___ Records for the exercise

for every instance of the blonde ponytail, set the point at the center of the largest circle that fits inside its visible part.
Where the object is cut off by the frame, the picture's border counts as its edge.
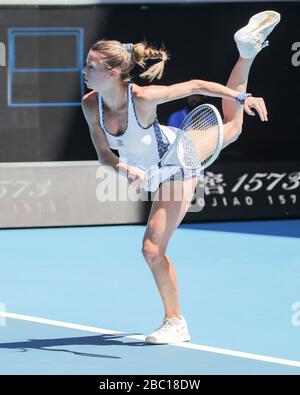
(125, 56)
(142, 53)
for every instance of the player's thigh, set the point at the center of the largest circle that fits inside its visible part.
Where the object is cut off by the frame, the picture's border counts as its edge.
(170, 204)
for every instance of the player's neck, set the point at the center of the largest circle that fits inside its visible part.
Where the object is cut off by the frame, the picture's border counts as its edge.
(115, 99)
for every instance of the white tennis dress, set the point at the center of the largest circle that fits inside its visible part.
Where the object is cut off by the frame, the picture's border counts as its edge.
(142, 147)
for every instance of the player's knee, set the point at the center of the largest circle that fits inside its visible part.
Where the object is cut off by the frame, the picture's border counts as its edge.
(151, 253)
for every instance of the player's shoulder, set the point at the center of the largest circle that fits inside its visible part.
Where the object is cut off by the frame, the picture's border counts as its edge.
(89, 99)
(89, 104)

______

◆ Instructions to follow ◆
Write each entry again exactly, minus any images.

◆ Exercise response ◆
for every instance of the blonde ponytail, set the point at the center of the largest circle that fits inside its visible part.
Where the object is cut off by the frame, the picture's border counts as its edge.
(125, 56)
(142, 53)
for every instance of the player's thigh, set the point at the center of the largest circle that fits inside its visible part.
Where the object is cut off by the frame, the picture's border counts as its edge.
(170, 204)
for every instance of the player's neck, set the point at the center of the largest circle that fits inside its visible part.
Where the object is cut off by the frame, the picture's border counts as its edge.
(115, 99)
for every instance of the white tennis dress, set the point at the center of the largest circle that fits inside its visible part.
Where the object is cut off by the frame, the picture's border counts as its edge.
(142, 147)
for every instance of the player's knee, set the point at the center of the largest circle that fits inside its visible part.
Where the object is cut off by the frame, the picture's border counts as its edge.
(151, 253)
for every instance of the player's shoulder, set the point at the center of the largest circle that fits inside its visible part.
Where the object is cut off by the frame, the picture's border counts as its edge.
(89, 99)
(89, 104)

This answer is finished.